== Problem to solve ==
Reproduce every row below word for word, leaving out the pictures.

>>

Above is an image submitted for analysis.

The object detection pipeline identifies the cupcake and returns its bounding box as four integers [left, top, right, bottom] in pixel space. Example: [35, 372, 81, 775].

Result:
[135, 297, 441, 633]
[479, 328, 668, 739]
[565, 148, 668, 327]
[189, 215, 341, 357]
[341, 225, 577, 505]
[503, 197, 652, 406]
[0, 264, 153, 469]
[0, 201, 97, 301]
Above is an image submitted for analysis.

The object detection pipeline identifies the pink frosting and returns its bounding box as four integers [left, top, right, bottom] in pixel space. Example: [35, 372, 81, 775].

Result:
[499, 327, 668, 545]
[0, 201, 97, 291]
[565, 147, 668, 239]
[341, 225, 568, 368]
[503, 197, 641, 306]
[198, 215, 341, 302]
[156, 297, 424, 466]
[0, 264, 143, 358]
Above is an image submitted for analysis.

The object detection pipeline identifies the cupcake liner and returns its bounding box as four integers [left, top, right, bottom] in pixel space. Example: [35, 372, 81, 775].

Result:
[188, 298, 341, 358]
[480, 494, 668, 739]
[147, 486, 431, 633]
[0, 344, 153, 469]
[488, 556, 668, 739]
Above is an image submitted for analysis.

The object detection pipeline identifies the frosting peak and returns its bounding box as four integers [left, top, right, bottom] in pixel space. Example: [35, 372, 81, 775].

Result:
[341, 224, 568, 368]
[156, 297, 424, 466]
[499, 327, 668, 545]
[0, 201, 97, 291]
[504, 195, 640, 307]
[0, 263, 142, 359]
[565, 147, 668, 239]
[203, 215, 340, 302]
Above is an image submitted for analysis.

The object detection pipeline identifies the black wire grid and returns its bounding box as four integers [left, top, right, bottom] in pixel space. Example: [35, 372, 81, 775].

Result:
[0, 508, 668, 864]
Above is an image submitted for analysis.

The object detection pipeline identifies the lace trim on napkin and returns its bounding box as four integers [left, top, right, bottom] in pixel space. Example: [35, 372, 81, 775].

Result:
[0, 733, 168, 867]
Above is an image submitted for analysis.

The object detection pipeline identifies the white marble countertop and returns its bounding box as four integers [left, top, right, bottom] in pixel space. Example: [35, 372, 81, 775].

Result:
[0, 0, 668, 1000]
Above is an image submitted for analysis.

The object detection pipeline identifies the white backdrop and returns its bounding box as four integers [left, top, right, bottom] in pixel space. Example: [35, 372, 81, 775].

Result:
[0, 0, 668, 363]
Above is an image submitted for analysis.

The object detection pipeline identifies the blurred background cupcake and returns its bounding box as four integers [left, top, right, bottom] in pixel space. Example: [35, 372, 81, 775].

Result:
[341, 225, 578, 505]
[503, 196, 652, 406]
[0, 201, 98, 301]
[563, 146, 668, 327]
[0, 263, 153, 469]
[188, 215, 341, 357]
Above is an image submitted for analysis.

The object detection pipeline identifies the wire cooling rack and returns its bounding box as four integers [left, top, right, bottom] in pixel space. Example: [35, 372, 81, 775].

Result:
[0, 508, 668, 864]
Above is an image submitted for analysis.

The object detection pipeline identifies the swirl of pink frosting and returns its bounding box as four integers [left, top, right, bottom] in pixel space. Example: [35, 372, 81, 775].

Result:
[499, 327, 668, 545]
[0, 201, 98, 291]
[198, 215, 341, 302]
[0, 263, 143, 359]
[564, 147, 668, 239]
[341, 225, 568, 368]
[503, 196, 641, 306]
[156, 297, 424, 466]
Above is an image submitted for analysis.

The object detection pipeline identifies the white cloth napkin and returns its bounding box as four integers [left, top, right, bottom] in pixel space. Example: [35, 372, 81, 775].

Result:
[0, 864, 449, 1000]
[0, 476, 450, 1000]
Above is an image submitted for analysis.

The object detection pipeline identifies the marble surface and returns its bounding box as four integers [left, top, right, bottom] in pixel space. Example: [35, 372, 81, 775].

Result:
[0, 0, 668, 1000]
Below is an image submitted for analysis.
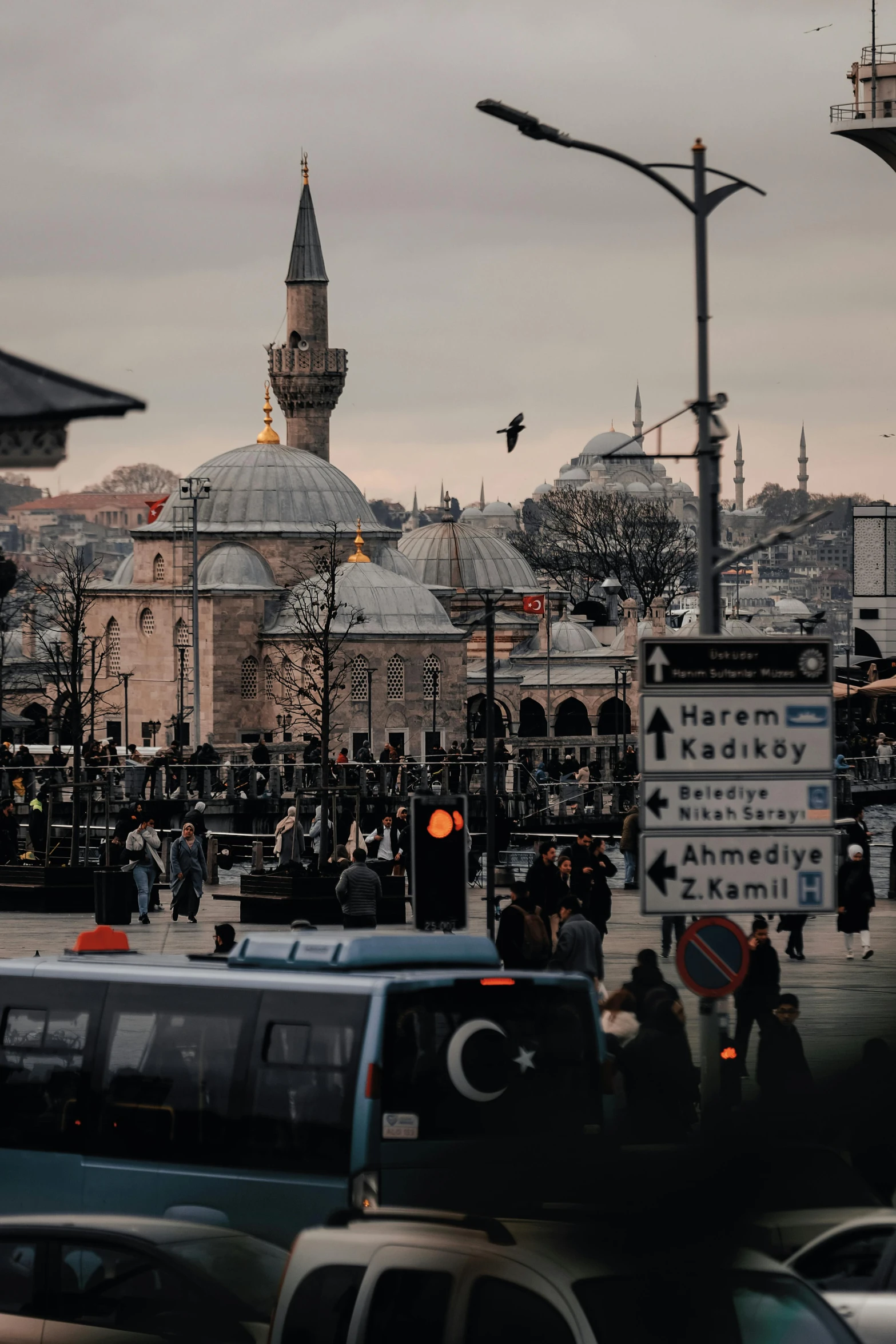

<<

== Full output ==
Above is an image submitted for analysis.

The object detection pipeline identifies the cupcake and returns its bounding box as four integers [left, top, right, bottom] in pixel space. Example: [35, 372, 81, 775].

Result:
[135, 297, 441, 633]
[479, 328, 668, 739]
[565, 148, 668, 327]
[189, 215, 341, 357]
[341, 225, 577, 505]
[503, 197, 652, 406]
[0, 264, 153, 469]
[0, 201, 97, 301]
Above is an image submitted for analysis.

The object detection pipeline identifies the pink frosting and returns its bounding box as four integers [left, top, right, bottom] in pixel space. Example: [35, 372, 81, 775].

Result:
[499, 327, 668, 545]
[0, 201, 97, 291]
[565, 147, 668, 239]
[341, 225, 568, 368]
[503, 197, 641, 306]
[198, 215, 341, 302]
[156, 297, 424, 466]
[0, 264, 143, 358]
Above is an image submitted for analysis.

The object detection pipeline identifies the cupcake liner and returns its bounding box as four integers [left, top, right, bottom] in pixel space. Example: [35, 372, 81, 775].

Result:
[188, 298, 341, 358]
[480, 494, 668, 739]
[147, 486, 431, 633]
[0, 344, 153, 469]
[488, 556, 668, 739]
Above is an image submitted for analysis.

The object detection pipeline identifies the frosting peak and returns its bounding box as four integers [left, top, right, bottom] in pixel space. Example: [35, 372, 81, 775].

Result:
[341, 224, 568, 368]
[156, 297, 424, 466]
[499, 327, 668, 545]
[0, 201, 97, 291]
[504, 195, 640, 307]
[0, 263, 142, 359]
[565, 147, 668, 239]
[203, 215, 340, 302]
Above is an image submitted for analysis.

The object detection pipeline identifies the black wire grid and returns its bounding box as four integers [left, top, right, bottom] in pixel space. Example: [35, 372, 81, 775].

Result:
[0, 508, 668, 864]
Above is an image submitted for analysis.

The object detection pipeline identifies the lace trim on napkin and returns its bounding box as four integers [left, top, right, bottom] in pixel space. Example: [35, 372, 81, 775].

Result:
[0, 733, 168, 867]
Above is an image submitted for analysis.

The object detection pipeline identifies the white marble countertop and returns its bounding box as four integers [left, top, right, bottom] in pixel space. Example: [35, 372, 81, 775].

Result:
[0, 0, 668, 1000]
Above is an image submitted for analysis.

The object detection pipeline identifies the white backdrop and returns its bounding box as four integers [left, top, right, bottom] in pixel space. Example: [35, 372, 81, 775].

Result:
[0, 0, 668, 363]
Above is an image submitted for analysis.

The object detection pipeline identifies the blurred background cupcake and returns its bounding box as four integers [left, top, right, bottom] in pixel space. Example: [35, 372, 81, 775].

Result:
[341, 225, 578, 505]
[503, 196, 652, 406]
[0, 201, 98, 301]
[563, 146, 668, 327]
[0, 263, 153, 469]
[188, 215, 341, 357]
Above is an image submitted for analysis.

The object detection pipeline identifies the wire cooling rack and returns its bounding box as four integers [left, top, right, bottom] in pixel space. Example: [35, 372, 81, 775].

Result:
[0, 508, 668, 864]
Above is an image submitted for analysis.

The object detection pipeline identifies the swirl of pink frosting and returns its bounding box as four integers [left, top, right, bottom] in pixel space. Example: [35, 372, 81, 775].

Result:
[499, 327, 668, 545]
[0, 201, 98, 291]
[198, 215, 341, 302]
[0, 263, 143, 359]
[564, 147, 668, 239]
[341, 225, 568, 368]
[503, 196, 641, 306]
[156, 297, 424, 466]
Above is an image submitted for analysis.

The object detection pipeline identifies the white cloth napkin and returns its bounding box as four integers [left, top, right, bottom] in pixel space. Example: [35, 372, 81, 775].

Result:
[0, 864, 449, 1000]
[0, 476, 450, 1000]
Above is an image submitted for analysis.

The object detection pipeline identifies the marble surface and returns its bounding box as four integers [left, top, right, bottom] in pixel space. Example: [35, 372, 81, 775].

Result:
[0, 0, 668, 1000]
Below is an image submitted for analysis.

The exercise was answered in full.